Please report how many lines in these records contain the string "lamp", and give nothing besides the number.

## [DATA EXTRACT]
◆ ◆ ◆ ◆ ◆

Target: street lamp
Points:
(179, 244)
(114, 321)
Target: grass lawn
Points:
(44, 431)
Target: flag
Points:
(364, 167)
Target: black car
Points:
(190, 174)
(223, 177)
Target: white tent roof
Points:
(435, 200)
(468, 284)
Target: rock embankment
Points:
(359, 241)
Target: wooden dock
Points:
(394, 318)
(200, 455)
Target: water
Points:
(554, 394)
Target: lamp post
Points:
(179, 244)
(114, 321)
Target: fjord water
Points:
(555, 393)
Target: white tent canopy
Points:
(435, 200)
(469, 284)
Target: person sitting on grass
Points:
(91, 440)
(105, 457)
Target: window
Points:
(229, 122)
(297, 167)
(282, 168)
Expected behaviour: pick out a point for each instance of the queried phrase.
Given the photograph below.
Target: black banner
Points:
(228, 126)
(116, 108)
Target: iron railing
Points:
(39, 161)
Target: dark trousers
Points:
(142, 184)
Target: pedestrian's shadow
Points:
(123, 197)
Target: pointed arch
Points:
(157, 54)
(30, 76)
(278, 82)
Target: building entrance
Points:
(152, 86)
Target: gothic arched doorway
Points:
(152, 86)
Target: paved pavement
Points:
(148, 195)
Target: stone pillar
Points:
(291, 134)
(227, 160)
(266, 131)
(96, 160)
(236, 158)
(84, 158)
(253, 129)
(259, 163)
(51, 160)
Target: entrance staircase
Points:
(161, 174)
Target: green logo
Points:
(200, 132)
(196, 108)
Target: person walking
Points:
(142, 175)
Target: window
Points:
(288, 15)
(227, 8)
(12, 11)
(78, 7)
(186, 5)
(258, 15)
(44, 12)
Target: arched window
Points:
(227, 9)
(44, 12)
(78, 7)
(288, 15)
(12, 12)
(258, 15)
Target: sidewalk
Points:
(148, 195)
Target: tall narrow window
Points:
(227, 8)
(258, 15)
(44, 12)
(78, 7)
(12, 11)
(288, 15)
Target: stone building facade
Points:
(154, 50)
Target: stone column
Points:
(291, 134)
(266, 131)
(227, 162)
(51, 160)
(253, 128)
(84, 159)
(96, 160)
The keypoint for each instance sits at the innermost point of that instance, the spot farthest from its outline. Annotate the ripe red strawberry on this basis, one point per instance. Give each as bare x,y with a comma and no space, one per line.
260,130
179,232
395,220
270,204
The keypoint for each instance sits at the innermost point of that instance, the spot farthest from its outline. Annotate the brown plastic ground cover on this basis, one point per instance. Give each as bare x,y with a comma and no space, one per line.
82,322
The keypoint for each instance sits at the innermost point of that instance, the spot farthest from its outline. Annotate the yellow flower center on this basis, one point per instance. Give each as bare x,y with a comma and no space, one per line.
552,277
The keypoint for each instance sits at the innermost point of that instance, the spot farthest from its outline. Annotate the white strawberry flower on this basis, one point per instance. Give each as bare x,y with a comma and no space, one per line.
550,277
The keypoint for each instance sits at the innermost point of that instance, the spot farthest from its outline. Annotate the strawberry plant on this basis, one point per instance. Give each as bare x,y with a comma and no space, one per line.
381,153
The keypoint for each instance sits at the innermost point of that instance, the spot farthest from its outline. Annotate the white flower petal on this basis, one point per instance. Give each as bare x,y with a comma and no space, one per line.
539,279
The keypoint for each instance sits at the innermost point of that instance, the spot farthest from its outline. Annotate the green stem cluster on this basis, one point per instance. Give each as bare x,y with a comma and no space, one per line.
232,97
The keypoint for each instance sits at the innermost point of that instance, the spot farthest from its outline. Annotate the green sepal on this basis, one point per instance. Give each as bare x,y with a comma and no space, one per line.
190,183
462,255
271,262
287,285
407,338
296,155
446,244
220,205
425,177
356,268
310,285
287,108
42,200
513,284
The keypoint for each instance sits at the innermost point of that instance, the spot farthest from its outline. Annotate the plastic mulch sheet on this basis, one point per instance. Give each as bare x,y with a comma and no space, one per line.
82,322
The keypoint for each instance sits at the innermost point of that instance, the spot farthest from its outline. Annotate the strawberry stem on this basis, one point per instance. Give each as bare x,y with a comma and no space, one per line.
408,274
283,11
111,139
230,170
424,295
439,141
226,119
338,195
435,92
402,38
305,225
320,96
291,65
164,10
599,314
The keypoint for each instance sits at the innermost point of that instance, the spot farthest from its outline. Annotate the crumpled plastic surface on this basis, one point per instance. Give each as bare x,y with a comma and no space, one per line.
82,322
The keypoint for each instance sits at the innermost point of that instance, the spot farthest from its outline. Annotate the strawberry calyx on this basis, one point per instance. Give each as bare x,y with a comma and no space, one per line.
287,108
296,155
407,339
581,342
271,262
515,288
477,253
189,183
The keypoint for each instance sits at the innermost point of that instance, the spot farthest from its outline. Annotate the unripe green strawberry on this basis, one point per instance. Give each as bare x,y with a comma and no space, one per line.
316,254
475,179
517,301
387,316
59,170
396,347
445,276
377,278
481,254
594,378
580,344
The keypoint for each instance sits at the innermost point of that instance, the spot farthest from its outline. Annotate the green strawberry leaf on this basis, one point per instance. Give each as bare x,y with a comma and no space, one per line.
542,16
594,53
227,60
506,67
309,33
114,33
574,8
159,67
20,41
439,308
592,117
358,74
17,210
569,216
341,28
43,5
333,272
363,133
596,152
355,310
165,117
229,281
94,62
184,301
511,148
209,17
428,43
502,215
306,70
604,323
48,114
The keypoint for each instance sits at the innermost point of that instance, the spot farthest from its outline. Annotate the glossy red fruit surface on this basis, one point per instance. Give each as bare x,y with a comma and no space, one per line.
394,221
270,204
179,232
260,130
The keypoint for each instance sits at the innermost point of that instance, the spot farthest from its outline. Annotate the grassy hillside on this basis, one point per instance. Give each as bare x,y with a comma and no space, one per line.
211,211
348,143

◆ ◆ ◆ ◆ ◆

## [THE COMPLETED TASK]
2